[Problem requirements]: Please report each line in the items below that contains the word "white".

[Available data]:

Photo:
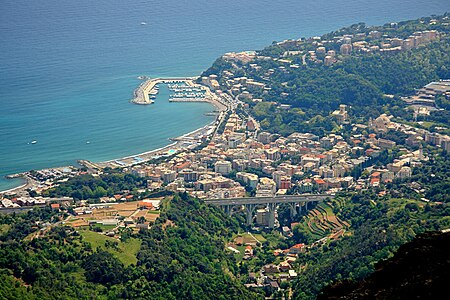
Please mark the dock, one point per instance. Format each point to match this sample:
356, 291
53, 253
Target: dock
141, 94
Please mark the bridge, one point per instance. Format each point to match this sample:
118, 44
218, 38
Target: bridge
250, 204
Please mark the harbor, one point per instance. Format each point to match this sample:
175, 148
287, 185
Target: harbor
147, 90
183, 90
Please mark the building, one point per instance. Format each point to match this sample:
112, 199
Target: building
262, 217
346, 49
222, 167
341, 115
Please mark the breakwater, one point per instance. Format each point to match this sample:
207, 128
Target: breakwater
142, 93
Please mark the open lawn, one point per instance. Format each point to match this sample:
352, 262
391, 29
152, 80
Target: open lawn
126, 251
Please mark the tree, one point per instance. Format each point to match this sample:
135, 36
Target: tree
103, 267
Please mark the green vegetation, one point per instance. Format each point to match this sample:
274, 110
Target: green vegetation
379, 225
125, 251
181, 257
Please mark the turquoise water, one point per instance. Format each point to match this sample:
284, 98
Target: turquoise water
68, 68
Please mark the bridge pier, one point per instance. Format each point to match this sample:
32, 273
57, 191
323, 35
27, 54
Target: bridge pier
293, 209
272, 207
249, 209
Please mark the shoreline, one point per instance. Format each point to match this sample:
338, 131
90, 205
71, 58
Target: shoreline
178, 144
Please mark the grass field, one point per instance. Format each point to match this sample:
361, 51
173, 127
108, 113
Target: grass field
126, 252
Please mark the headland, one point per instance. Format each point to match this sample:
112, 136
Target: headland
178, 144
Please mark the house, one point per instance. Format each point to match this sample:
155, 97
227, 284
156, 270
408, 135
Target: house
296, 249
248, 250
284, 266
55, 206
270, 269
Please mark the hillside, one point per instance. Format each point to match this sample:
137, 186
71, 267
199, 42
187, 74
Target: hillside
181, 257
419, 269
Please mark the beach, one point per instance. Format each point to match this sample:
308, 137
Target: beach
179, 144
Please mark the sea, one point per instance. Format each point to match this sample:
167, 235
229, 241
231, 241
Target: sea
68, 68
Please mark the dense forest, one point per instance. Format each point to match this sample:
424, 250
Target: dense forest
379, 226
419, 269
182, 257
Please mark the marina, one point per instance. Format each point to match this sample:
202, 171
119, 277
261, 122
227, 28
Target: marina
147, 91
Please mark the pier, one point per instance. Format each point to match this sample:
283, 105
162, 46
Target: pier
141, 94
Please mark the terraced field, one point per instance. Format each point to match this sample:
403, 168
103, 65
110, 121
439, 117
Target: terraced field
321, 222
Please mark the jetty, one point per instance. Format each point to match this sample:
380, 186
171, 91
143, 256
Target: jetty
149, 87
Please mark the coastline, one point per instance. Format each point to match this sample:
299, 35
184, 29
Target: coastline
178, 144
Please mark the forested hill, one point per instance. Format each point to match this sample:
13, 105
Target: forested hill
181, 257
419, 269
314, 77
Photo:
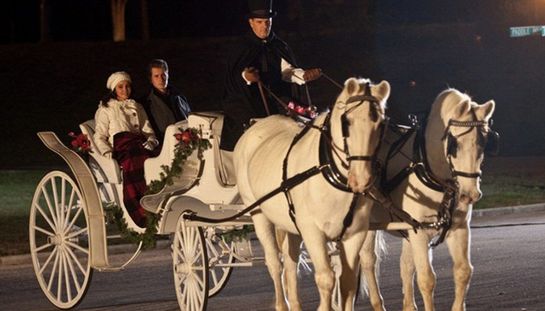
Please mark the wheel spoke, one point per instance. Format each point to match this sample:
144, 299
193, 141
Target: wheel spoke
76, 260
66, 277
43, 231
58, 221
76, 233
60, 207
73, 245
214, 276
39, 249
58, 233
46, 263
59, 277
73, 273
51, 223
69, 208
54, 271
73, 221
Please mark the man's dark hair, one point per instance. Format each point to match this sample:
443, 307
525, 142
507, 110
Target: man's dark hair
157, 63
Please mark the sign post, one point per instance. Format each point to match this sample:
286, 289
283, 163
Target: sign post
524, 31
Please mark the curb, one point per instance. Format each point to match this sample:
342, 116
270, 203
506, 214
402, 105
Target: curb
497, 211
121, 249
26, 259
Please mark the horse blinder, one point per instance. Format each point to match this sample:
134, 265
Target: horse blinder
452, 145
492, 146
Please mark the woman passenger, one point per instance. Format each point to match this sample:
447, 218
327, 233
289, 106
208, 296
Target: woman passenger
123, 132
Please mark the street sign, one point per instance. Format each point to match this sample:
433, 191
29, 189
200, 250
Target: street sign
527, 31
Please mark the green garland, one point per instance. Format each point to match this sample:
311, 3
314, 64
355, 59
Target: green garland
189, 140
114, 215
237, 235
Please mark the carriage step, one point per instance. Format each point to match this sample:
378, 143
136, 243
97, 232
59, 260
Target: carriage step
222, 207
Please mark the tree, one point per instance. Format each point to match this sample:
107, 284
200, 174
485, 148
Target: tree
118, 19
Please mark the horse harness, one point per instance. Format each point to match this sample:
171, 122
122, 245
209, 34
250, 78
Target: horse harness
327, 150
422, 170
326, 166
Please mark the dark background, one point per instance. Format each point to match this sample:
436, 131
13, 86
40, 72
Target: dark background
420, 47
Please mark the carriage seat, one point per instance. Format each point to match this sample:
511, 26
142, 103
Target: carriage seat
106, 170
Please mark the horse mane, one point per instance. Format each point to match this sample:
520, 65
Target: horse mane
450, 98
361, 82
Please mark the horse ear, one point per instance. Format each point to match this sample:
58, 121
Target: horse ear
351, 86
462, 108
383, 89
485, 111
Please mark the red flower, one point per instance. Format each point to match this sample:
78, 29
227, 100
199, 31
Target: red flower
80, 143
185, 137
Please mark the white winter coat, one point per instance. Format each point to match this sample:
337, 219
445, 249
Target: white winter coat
117, 117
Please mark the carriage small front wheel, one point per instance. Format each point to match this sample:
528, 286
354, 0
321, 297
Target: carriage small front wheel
59, 240
190, 267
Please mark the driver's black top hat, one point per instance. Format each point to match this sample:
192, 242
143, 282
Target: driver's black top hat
260, 9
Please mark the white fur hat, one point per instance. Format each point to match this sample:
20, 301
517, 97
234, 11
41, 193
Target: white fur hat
117, 77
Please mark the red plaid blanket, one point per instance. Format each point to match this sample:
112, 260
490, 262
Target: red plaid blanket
130, 154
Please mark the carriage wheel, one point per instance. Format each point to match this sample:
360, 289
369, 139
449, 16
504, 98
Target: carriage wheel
59, 240
220, 256
190, 265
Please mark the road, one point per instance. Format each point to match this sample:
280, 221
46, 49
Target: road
508, 254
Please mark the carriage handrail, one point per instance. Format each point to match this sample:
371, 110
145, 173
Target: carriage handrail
284, 186
91, 197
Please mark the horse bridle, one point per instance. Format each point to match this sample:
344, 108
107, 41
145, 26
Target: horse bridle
345, 123
452, 143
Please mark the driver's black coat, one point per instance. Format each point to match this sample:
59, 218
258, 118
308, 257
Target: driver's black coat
242, 102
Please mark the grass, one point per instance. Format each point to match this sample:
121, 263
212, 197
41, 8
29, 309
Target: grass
503, 185
511, 191
16, 191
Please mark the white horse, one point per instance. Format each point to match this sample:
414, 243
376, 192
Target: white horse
455, 138
348, 136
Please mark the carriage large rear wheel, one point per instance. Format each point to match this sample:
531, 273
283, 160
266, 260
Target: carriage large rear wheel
59, 240
190, 267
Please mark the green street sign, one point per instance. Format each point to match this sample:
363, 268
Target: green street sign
527, 31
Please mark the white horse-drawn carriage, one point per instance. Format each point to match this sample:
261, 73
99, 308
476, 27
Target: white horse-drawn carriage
331, 158
68, 232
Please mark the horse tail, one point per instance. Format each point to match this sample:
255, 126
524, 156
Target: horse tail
371, 254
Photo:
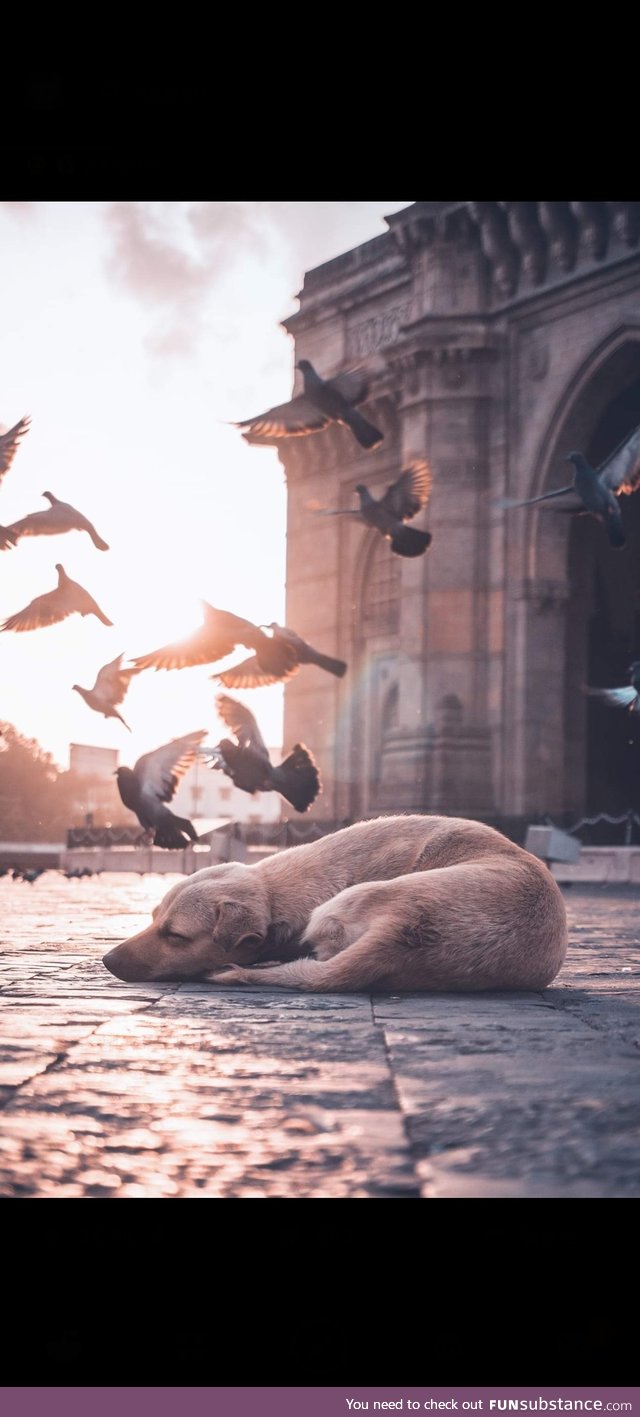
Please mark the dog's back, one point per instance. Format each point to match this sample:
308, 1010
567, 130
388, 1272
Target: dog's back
476, 911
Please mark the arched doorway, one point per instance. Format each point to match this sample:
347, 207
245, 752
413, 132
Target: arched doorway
601, 760
603, 624
375, 658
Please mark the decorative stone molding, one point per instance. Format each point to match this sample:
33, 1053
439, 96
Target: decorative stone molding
561, 227
527, 235
538, 360
626, 221
593, 227
543, 595
497, 244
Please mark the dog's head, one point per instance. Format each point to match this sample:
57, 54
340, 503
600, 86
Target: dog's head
217, 917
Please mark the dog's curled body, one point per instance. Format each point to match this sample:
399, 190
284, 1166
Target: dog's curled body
397, 903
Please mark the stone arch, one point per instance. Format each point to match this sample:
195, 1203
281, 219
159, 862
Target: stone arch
390, 714
572, 424
377, 583
576, 605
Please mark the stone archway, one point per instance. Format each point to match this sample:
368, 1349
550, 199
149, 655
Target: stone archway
585, 618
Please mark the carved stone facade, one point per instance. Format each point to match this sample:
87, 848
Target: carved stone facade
499, 337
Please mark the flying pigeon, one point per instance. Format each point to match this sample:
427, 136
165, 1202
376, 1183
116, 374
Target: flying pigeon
275, 658
7, 539
402, 500
324, 401
625, 697
57, 519
109, 689
9, 444
247, 761
55, 605
153, 781
599, 488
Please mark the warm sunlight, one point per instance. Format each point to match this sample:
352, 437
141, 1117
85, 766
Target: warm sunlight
133, 335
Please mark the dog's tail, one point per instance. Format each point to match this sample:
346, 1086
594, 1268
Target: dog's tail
361, 965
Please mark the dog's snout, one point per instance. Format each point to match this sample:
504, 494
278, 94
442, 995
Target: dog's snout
122, 965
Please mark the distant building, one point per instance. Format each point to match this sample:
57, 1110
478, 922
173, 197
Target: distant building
98, 795
206, 792
500, 337
91, 761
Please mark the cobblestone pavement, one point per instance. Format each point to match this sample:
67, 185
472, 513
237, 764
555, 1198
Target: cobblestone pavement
113, 1090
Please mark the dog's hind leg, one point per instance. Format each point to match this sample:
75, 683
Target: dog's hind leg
358, 967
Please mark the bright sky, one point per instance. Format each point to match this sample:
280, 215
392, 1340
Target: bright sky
130, 332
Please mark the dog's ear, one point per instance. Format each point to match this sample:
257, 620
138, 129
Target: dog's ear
238, 928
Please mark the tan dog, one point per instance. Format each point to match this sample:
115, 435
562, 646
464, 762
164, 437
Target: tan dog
490, 914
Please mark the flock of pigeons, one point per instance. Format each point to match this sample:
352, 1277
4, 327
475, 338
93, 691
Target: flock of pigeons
276, 656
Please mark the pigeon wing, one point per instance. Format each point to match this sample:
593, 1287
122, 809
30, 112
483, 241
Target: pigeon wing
290, 420
616, 697
218, 636
248, 675
44, 610
504, 503
411, 490
34, 523
620, 472
9, 444
242, 723
159, 772
112, 680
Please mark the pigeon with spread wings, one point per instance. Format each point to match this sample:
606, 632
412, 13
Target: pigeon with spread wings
153, 781
248, 764
324, 401
401, 502
275, 659
109, 689
55, 605
596, 489
53, 520
625, 697
9, 444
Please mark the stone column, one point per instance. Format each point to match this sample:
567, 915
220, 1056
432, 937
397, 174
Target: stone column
445, 631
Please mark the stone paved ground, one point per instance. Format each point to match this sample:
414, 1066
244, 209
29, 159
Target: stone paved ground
112, 1090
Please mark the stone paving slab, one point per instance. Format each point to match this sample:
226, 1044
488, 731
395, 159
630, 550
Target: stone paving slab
179, 1091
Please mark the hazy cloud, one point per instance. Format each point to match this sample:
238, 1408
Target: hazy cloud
170, 257
19, 209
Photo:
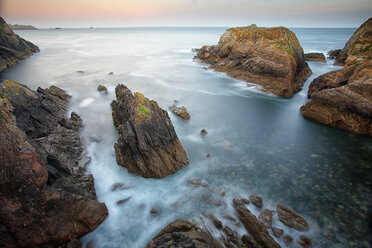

[Solution to this task]:
Please mark the white winter coat, one point per instance. Format each point to match this sample:
Target: white winter coat
Please mark the white fur hat, one point per instance. Format each point to match this sample:
Target: white fur hat
Please mark the white horse, one point per instance. Format each point to match this sample:
Target: white horse
Please mark the white horse-drawn carriage, one point per instance. Format each point to match this sample:
Target: white horse-drawn carriage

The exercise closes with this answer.